EXERCISE OBJECTIVE
Taking the line that contains "frozen ground in this photo." as the first, copy exactly every line through the last line of the records, and nothing else.
★ ★ ★ ★ ★ ★ ★
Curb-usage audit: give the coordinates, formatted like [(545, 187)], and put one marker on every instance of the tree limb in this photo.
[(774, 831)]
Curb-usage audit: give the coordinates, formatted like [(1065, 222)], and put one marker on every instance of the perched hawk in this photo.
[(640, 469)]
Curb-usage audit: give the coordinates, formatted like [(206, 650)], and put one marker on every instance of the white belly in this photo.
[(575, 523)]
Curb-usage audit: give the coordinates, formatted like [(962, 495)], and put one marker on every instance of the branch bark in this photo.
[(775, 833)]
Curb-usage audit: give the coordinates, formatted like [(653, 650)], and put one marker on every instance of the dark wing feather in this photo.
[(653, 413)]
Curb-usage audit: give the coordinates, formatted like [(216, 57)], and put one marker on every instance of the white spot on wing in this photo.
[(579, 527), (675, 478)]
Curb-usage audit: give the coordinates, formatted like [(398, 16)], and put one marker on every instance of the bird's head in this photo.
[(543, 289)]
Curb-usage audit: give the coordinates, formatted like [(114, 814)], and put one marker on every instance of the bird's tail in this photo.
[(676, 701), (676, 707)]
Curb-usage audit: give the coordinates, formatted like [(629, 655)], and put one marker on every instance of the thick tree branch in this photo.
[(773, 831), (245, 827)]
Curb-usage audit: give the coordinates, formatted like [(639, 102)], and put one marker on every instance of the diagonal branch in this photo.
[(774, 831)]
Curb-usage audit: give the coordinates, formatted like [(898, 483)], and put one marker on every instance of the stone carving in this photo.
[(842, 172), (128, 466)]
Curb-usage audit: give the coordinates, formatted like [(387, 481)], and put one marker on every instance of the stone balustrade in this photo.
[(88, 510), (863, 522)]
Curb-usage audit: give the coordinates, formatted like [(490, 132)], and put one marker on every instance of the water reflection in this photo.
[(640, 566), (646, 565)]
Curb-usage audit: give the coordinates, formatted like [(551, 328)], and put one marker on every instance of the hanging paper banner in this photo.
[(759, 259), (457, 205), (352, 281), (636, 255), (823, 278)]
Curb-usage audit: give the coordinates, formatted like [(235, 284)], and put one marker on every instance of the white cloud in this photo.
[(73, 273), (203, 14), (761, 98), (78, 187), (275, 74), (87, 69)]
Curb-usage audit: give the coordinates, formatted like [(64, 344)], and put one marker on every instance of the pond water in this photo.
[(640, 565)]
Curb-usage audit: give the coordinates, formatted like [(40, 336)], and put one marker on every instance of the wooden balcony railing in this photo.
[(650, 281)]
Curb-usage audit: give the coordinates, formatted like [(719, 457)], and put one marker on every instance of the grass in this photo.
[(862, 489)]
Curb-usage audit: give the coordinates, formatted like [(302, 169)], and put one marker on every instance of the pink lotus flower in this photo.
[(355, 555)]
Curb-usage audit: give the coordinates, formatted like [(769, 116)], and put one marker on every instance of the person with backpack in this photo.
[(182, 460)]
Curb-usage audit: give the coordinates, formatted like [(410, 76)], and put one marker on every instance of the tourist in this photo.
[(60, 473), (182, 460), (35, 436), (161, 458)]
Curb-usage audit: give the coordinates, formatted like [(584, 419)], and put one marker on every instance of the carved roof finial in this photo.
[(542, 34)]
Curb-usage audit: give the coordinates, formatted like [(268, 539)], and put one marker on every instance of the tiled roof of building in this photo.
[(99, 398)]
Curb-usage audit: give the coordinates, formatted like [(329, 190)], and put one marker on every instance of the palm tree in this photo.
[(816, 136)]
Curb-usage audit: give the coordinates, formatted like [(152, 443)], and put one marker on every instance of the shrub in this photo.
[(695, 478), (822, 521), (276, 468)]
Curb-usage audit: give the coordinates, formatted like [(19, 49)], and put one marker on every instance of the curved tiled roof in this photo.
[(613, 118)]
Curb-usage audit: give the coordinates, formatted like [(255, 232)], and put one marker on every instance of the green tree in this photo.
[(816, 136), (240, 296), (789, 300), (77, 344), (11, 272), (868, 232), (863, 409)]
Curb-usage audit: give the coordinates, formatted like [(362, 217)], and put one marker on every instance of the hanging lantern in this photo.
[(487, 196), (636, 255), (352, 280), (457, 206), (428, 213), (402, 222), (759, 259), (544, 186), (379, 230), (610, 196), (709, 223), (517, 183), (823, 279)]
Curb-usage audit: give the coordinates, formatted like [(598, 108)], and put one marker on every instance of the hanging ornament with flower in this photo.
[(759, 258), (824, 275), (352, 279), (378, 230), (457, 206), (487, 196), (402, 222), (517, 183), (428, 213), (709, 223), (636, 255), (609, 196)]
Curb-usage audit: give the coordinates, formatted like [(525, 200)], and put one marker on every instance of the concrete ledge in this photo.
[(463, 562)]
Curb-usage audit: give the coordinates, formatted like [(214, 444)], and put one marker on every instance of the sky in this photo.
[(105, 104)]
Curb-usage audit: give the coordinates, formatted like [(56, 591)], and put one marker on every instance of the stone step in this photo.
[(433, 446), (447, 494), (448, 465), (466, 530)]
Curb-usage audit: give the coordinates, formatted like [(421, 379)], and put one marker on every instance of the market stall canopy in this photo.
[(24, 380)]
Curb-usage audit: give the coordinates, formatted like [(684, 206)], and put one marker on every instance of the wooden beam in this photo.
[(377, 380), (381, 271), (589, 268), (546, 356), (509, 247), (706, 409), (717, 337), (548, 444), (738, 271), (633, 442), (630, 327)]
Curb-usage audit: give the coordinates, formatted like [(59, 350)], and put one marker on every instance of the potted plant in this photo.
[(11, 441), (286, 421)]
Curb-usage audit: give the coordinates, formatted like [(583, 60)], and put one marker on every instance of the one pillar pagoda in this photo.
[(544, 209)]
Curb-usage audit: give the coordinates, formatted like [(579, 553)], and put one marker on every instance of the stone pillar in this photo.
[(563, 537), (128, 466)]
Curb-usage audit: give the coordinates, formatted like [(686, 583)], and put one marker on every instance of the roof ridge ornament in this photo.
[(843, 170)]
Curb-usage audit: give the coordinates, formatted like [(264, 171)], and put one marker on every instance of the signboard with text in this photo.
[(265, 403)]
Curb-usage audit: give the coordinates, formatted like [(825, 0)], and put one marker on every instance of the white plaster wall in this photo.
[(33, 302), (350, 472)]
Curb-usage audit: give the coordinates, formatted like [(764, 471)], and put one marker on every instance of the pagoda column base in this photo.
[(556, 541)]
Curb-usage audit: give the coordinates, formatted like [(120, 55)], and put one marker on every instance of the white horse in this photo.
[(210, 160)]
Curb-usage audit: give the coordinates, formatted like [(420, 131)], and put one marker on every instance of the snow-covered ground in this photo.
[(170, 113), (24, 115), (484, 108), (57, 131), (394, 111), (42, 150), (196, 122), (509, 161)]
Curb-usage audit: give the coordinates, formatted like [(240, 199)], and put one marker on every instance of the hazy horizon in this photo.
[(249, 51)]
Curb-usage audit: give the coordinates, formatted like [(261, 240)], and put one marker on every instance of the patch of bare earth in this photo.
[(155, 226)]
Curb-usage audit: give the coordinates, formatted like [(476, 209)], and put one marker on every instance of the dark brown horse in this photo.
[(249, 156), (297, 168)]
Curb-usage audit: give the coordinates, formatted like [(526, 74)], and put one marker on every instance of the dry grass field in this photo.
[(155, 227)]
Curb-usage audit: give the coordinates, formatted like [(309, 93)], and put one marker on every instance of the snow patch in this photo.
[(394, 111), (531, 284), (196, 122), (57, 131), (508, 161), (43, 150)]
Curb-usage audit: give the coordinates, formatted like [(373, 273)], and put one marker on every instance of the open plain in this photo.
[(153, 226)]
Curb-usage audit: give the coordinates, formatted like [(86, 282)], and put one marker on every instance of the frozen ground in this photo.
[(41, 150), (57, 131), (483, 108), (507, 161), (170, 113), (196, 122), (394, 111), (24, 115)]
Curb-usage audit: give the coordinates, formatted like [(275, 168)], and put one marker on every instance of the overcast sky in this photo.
★ ★ ★ ★ ★ ★ ★
OUTPUT FOR THIS TASK
Curb-usage audit: give the coordinates, formatted like [(86, 282)], and put one marker on every instance of the frozen ground in this photo.
[(41, 150), (57, 131), (483, 108), (507, 161), (170, 113), (196, 122), (394, 111), (24, 115)]
Curb-usage audit: give the coordinates, formatted like [(275, 168)], and put one marker on every instance of the overcast sky in this photo.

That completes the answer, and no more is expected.